Quote word for word the part of the material below that opens with the line containing "sample: [468, 49]." and runs through the end of the material, including both the opening and closing lines.

Raw records:
--- begin ---

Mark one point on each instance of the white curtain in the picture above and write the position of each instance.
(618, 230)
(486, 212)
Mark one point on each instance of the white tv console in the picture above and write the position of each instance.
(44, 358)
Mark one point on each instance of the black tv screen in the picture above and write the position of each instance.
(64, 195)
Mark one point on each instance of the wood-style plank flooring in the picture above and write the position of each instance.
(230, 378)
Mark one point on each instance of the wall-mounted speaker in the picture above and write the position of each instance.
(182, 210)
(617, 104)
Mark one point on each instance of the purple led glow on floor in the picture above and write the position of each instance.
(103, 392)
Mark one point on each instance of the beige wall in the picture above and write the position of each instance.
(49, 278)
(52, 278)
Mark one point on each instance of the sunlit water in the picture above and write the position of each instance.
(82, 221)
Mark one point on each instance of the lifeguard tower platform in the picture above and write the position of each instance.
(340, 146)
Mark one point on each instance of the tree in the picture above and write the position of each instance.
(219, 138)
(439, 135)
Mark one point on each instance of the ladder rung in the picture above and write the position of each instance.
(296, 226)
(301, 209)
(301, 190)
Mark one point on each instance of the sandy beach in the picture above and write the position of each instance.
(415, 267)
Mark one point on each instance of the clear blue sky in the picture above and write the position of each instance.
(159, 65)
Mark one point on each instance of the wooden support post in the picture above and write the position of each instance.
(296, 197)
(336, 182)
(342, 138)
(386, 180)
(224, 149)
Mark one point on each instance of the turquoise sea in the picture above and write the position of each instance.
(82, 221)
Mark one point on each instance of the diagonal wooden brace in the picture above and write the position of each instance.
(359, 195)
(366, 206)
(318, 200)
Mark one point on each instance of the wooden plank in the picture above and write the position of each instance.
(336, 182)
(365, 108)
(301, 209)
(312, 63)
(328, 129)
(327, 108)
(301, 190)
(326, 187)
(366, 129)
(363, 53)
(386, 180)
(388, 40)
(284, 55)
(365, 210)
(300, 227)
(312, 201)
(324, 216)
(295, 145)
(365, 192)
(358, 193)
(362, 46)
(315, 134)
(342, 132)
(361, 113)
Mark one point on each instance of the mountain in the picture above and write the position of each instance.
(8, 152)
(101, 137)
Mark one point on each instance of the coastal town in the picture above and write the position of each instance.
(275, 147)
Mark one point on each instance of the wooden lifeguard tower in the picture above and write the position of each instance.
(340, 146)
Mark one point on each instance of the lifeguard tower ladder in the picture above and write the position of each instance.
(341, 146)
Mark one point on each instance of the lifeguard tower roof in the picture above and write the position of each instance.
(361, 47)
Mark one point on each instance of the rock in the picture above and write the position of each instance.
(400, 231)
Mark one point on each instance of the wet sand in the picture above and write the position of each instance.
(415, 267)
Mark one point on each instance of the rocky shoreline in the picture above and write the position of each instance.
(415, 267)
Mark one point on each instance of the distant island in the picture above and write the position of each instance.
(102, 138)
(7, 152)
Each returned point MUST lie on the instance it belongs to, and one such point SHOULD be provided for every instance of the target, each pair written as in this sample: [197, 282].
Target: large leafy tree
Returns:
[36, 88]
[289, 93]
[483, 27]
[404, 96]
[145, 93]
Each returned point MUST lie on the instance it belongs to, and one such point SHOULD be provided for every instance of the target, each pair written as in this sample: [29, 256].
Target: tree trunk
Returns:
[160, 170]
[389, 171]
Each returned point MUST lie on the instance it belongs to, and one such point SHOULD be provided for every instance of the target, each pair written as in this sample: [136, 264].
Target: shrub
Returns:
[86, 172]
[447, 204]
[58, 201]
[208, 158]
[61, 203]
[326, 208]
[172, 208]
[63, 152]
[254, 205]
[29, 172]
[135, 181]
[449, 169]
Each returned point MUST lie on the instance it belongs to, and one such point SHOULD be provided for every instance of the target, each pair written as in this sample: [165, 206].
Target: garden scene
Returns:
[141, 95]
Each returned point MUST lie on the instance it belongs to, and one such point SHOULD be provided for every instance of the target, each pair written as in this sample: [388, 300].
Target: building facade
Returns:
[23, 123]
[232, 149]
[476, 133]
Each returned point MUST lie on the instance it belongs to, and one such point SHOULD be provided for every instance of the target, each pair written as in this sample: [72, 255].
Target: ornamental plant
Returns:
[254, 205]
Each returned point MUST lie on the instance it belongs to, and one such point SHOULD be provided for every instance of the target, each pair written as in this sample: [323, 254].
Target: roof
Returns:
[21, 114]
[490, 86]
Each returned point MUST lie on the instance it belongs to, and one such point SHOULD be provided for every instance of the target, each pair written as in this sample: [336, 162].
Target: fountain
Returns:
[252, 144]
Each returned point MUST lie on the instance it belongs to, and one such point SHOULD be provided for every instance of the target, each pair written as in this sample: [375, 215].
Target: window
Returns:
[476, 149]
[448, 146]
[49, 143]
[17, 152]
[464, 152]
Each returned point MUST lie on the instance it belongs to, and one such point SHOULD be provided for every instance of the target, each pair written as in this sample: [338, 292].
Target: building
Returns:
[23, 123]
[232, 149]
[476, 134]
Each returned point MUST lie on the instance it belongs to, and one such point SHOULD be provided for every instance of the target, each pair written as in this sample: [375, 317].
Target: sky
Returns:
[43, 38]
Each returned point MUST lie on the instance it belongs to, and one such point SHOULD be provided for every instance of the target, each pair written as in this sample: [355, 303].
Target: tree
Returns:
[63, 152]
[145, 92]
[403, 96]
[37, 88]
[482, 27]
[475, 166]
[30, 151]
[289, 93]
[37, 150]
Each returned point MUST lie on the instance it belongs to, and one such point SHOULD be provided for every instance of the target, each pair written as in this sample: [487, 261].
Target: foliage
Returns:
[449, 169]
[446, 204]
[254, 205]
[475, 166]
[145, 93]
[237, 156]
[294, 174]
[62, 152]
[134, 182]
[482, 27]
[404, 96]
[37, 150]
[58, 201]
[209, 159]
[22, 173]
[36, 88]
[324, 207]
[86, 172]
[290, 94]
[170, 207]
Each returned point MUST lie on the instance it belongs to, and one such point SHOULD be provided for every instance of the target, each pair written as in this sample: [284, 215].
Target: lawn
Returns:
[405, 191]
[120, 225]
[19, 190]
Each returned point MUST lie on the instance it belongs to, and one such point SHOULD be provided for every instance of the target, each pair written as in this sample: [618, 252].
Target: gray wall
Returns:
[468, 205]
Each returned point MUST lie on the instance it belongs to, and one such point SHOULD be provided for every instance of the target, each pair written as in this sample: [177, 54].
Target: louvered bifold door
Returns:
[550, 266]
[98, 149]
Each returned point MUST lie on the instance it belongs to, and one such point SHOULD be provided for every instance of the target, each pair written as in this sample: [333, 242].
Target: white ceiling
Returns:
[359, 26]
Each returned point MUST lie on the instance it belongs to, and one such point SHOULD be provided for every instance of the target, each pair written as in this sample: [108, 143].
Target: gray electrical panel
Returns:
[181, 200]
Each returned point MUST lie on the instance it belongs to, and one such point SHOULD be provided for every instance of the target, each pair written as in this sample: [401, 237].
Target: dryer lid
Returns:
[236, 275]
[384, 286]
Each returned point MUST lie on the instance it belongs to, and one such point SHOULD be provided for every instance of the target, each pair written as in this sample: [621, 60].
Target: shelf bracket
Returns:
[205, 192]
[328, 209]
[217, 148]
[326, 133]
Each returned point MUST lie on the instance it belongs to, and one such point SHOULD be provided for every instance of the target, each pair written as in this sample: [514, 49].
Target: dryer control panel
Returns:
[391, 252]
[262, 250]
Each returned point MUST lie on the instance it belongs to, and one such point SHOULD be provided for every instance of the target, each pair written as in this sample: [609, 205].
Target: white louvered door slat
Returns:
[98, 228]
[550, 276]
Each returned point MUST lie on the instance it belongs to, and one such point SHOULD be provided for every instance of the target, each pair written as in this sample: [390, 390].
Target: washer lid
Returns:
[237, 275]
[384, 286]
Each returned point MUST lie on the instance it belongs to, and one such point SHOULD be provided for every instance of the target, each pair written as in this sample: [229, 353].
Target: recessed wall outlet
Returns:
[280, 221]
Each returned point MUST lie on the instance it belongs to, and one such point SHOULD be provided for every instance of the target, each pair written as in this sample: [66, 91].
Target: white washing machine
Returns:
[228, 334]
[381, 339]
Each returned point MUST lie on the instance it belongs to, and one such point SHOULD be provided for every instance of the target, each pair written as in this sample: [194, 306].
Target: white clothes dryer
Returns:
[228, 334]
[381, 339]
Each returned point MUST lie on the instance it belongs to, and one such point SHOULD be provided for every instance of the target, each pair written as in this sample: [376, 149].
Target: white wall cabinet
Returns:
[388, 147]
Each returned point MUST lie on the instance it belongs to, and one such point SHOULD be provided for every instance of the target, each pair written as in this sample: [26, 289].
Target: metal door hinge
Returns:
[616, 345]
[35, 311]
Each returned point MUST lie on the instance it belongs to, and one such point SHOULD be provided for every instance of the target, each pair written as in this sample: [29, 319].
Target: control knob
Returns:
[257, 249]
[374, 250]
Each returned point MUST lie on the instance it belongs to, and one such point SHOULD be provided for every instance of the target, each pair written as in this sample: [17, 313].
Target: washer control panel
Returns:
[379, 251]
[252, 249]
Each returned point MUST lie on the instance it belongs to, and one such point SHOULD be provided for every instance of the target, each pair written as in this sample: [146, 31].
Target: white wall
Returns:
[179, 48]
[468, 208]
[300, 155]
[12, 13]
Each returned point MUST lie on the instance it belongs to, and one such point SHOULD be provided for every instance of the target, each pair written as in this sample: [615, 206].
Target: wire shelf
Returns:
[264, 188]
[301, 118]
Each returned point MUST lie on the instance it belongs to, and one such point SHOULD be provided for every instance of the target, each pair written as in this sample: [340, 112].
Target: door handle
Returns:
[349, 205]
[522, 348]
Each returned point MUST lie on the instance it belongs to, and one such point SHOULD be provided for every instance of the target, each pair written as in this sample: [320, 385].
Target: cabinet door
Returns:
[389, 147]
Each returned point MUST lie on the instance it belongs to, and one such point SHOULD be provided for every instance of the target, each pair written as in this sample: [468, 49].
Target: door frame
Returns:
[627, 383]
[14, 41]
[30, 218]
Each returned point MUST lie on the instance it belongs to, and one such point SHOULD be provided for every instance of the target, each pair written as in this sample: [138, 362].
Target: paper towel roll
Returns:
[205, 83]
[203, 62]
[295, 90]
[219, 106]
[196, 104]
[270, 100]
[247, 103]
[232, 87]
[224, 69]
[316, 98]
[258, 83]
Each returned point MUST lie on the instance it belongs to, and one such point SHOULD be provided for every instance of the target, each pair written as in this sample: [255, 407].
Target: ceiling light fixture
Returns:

--- end ---

## Exercise output
Each returned point MUST lie on the instance it belongs to, and one such point SHOULD be provided for every instance of the target, each pair written as in this sample: [468, 49].
Target: door frame
Returns:
[627, 383]
[14, 41]
[30, 218]
Each returned point MUST lie on the instance it belongs to, and one such point SHOULD be provided for every instance of the target, each pair written as in this sample: [138, 362].
Target: paper towel roll
Returns:
[205, 83]
[203, 62]
[295, 90]
[219, 106]
[196, 104]
[270, 100]
[247, 103]
[232, 87]
[224, 69]
[316, 98]
[258, 83]
Each returned point MUST lie on the instance it belongs to, and one such point SHOULD be provided for every instance of the target, each pair written as in this sample: [255, 407].
Target: ceiling light fixture
Returns:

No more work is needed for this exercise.